───── EXERCISE TEXT

On inflation, he lists four things that can cause higher inflation. The only problem is that there is no evidence for two of them (because they’re always coincident with the other two, so there is no independent series that is disentangled). I don’t think that growth metrics matter much, if at all. I may be wrong.
Our models indicate inflation is coming now. It might well be that the current inflation peaks at only 3% or 4%, setting up a bigger peak in the next cycle. In that case, we might say that Hussman and Ashton are both right, since I am certainly not at this point predicting anything much above 4% on core inflation (but I would also note that core inflation moves slowly enough that a forecast of >4% would be more than a year away, so it’s simply too early to make a forecast >5%).
Regarding a rush for cash – the market meme is that the crisis caused a collapse in velocity (in other words, a rush for cash), that evidently never reversed. But the velocity and interest rate series moved in almost perfect concert at that time – meaning that you don’t have to postulate a “rush for cash” in order to explain the decline in velocity. The drop in interest rates was sufficient to cause the decline in velocity – you don’t need a “market panic” explanation. And personally, I think if a simple explanation works then one usually shouldn’t look for a more prosaic one. The upshot of that is that if we get another market panic, but interest rates do not decline, it isn’t clear to me that velocity will decline. The demand for real cash balances (which is the inverse of velocity) is already very high, anyway!

──────────
───── PROVIDED DATA

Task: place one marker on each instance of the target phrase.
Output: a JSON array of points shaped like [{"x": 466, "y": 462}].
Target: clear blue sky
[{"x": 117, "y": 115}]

──────────

> _TASK DETAILS_:
In the inflation text, which series moved in almost perfect concert with velocity at the time of the crisis? The material has nothing to do with this exercise.

> _SOLVED EXERCISE_:
The interest rate series.